BEGIN

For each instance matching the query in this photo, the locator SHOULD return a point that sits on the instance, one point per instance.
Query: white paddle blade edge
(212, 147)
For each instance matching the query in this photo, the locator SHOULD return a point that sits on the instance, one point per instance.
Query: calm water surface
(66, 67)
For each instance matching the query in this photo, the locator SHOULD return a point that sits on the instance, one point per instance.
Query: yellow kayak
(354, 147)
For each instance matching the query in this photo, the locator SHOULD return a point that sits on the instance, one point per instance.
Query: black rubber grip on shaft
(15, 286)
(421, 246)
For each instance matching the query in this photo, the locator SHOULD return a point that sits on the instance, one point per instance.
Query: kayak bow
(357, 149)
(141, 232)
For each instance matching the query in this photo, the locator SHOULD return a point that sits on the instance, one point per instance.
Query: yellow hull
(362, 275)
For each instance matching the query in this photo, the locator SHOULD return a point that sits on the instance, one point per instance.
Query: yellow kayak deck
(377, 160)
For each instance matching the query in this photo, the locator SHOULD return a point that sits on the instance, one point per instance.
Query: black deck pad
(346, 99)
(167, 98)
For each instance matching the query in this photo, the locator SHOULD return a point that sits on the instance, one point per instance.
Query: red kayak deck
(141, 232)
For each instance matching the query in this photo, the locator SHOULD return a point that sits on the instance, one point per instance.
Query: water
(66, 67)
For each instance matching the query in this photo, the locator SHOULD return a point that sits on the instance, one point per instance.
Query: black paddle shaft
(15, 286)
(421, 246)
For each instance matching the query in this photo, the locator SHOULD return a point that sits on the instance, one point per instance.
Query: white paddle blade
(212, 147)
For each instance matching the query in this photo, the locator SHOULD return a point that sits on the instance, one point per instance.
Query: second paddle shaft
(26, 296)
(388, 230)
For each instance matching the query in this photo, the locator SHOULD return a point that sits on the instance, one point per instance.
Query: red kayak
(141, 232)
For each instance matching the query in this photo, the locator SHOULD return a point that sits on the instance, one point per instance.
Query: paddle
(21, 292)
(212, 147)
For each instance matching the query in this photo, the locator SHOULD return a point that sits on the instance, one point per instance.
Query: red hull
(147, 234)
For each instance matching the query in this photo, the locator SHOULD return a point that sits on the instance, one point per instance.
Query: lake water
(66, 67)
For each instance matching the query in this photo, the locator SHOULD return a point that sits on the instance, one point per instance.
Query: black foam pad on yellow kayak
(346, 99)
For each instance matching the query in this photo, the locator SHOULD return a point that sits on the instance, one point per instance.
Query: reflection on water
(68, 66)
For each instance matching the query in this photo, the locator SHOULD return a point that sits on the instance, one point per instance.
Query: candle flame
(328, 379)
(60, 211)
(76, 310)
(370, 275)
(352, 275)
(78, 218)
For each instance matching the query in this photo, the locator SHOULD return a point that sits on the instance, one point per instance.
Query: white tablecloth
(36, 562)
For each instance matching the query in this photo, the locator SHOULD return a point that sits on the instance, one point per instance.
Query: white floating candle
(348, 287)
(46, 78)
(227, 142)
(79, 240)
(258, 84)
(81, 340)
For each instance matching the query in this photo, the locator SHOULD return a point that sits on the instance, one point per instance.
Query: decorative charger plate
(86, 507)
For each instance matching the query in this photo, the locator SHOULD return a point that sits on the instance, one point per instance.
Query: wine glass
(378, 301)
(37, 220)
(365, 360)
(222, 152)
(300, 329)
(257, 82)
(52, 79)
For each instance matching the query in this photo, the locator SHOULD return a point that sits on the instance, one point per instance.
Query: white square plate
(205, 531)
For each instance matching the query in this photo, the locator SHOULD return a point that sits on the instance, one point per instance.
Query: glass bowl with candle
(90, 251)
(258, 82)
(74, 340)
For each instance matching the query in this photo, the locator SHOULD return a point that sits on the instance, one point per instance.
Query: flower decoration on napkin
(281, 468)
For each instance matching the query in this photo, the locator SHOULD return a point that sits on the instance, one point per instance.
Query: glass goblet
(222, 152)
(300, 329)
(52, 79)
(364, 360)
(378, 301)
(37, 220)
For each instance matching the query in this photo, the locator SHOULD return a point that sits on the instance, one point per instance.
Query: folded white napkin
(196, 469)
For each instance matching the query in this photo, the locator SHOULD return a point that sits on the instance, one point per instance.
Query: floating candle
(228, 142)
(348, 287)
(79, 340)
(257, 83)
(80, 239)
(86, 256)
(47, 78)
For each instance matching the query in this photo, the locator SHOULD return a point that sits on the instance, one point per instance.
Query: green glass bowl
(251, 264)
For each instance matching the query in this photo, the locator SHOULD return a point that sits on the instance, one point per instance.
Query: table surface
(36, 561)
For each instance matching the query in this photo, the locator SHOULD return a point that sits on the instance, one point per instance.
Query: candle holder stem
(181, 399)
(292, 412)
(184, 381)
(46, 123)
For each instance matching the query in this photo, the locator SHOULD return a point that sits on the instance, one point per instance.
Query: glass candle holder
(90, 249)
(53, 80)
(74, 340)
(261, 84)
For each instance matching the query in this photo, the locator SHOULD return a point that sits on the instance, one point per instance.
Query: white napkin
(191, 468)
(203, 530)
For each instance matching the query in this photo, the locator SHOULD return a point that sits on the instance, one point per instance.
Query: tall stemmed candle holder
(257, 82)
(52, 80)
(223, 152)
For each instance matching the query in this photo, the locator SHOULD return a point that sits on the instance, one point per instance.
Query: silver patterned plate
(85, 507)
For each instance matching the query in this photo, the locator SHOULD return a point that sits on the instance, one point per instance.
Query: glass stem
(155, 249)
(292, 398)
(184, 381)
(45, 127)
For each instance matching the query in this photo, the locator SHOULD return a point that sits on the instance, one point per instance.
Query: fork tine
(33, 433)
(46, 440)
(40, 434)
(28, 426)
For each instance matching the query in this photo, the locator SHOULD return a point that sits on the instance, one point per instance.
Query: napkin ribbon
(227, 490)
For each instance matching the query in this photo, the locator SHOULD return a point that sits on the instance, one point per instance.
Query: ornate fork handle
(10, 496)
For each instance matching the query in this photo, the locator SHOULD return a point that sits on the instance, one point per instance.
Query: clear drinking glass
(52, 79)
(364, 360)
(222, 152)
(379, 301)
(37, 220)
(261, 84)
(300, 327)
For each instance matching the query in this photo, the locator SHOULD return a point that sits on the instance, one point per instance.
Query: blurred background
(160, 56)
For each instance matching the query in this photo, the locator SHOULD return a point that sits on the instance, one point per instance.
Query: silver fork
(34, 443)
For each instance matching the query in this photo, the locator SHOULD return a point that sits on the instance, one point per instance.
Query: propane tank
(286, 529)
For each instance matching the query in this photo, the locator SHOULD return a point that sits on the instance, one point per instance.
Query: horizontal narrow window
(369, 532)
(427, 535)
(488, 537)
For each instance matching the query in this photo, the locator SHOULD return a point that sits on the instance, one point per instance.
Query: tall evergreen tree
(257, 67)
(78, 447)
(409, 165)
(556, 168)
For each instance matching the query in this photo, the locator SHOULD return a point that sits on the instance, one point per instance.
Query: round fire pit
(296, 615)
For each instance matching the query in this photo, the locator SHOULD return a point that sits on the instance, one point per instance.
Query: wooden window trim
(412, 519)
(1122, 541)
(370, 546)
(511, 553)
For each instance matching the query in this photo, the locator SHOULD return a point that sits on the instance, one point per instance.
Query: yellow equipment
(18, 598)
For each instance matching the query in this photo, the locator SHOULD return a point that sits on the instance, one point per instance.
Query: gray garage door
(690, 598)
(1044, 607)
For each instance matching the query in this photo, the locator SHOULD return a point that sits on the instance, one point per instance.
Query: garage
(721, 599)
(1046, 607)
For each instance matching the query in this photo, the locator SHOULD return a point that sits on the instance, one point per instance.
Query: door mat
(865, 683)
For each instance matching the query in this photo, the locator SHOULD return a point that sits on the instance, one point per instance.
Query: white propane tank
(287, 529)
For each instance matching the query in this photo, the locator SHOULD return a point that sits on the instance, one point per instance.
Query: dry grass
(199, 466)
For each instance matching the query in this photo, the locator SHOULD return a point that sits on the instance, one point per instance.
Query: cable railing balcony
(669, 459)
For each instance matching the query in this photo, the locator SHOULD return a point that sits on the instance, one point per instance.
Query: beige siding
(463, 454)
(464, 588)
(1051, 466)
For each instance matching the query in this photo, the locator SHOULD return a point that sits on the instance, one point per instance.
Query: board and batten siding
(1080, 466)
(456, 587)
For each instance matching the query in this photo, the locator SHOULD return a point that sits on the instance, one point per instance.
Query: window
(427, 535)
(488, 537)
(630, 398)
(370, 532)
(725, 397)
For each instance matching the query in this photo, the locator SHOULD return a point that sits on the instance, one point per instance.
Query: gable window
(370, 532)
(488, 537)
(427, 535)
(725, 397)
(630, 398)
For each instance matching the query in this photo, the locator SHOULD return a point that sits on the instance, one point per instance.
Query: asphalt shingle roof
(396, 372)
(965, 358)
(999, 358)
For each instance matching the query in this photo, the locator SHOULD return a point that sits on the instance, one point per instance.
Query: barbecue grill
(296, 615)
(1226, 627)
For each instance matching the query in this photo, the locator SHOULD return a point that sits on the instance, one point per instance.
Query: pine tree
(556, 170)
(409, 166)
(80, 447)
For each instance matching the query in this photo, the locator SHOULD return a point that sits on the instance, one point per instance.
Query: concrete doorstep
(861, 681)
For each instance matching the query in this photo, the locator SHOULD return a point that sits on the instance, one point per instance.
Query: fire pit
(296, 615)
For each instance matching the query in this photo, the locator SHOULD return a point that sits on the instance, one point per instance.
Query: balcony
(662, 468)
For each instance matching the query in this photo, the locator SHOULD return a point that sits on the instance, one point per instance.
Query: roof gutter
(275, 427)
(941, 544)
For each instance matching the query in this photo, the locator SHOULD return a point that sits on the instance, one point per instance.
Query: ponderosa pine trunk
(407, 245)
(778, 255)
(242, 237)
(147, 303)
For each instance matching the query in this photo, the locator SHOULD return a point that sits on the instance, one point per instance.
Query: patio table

END

» **The task**
How many lines of the material above contain the string "white"? Case counts. Give only the number.

» **Response below**
8